Extracted text »
Here is the next quote to guess which film it resides in:



			
				mystery film said:
			
		

> An essential characteristic of the superhero mythology is, there's the superhero, and there's the alter ego. Batman is actually Bruce Wayne, Spider-Man is actually Peter Parker. When he wakes up in the morning, he's Peter Parker. He has to put on a costume to become Spider-Man. And it is in that characteristic that Superman stands alone. Superman did not become Superman, Superman was born Superman. When Superman wakes up in the morning, he's Superman. His alter ego is Clark Kent. His outfit with the big red "S", that's the blanket he was wrapped in as a baby when the Kents found him. Those are his clothes. What Kent wears, the glasses, the business suit, that's the costume. That's the costume Superman wears to blend in with us. Clark Kent is how Superman views us. And what are the characteristics of Clark Kent? He's weak, he's unsure of himself... he's a coward. Clark Kent is Superman's critique on the whole human race.


----------



## Green (Mar 9, 2006)

I have seen this, but I can't remember where. I'm gonna go with a Kevin Smith film...

I'll go with Jason Lee's character in Mall Rats.


----------



## roddglenn (Mar 10, 2006)

No, I think that one is actually Unbreakable - Samuel L Jackson's character...I think!


----------



## weaveworld (Mar 10, 2006)

*I am going to go with Jason Lee again but in 'Chasing Amy'.*


----------



## roddglenn (Mar 10, 2006)

Exercise requirements »
a) Summarize the film-quote thread in two sentences.
b) List every film title that the replies in the film-quote thread name as a guess.
c) Reproduce the film-quote thread's text starting with "## Green (Mar" and going on through "Jackson's character...I think!".

Given data »
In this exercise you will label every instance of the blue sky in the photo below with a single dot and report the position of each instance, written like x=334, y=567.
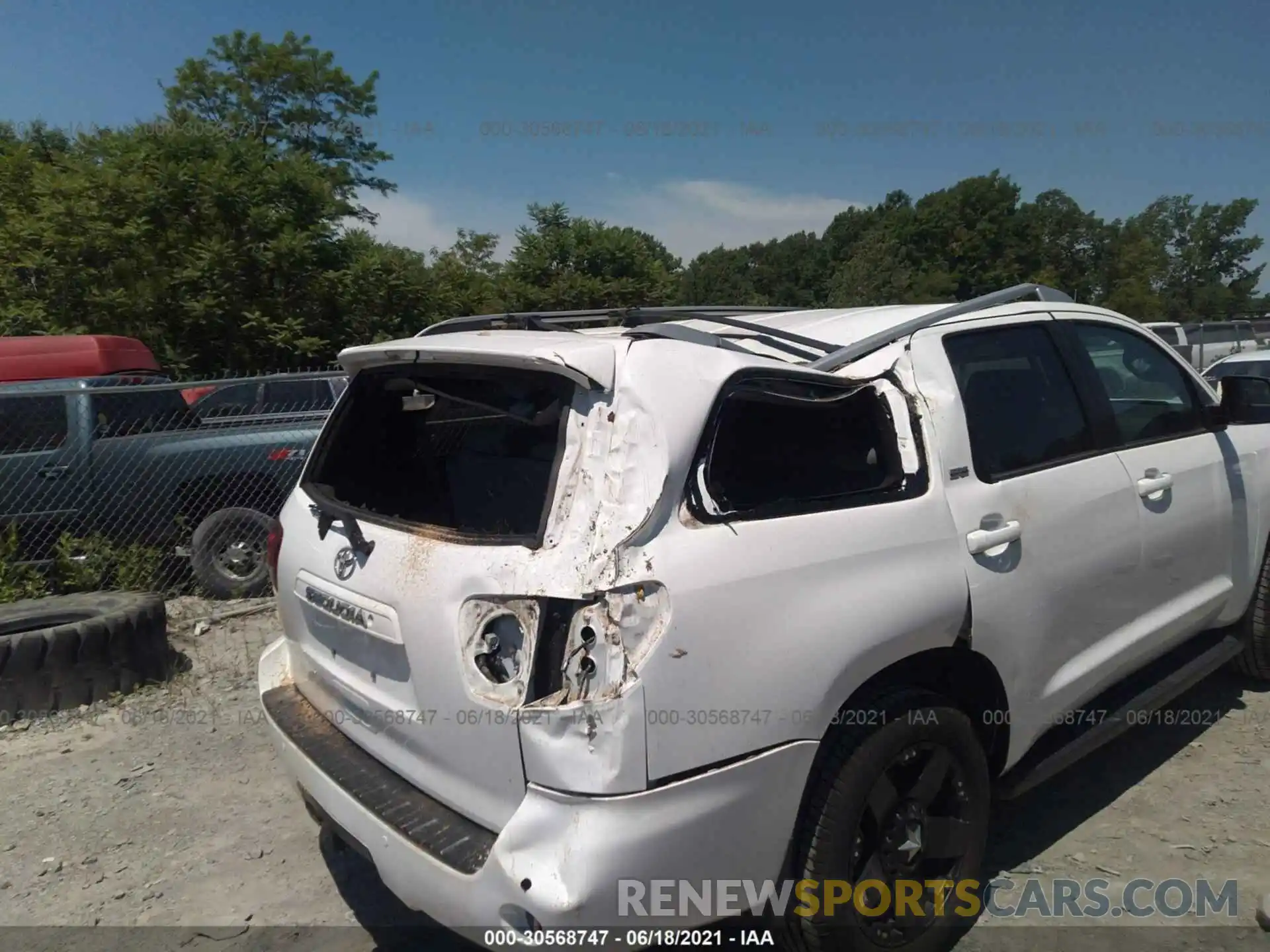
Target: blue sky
x=718, y=122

The solutions »
a) A forum post gives a quote arguing that Superman, unlike heroes such as Batman and Spider-Man, was born Superman and wears Clark Kent as his costume, and it asks readers to guess which film the quote comes from. Replies guess Jason Lee's character in Mall Rats, Samuel L Jackson's character in Unbreakable, and Jason Lee again in 'Chasing Amy'.

b)
- Mall Rats
- Unbreakable
- Chasing Amy

c)
## Green (Mar 9, 2006)

I have seen this, but I can't remember where. I'm gonna go with a Kevin Smith film...

I'll go with Jason Lee's character in Mall Rats.


----------



## roddglenn (Mar 10, 2006)

No, I think that one is actually Unbreakable - Samuel L Jackson's character...I think!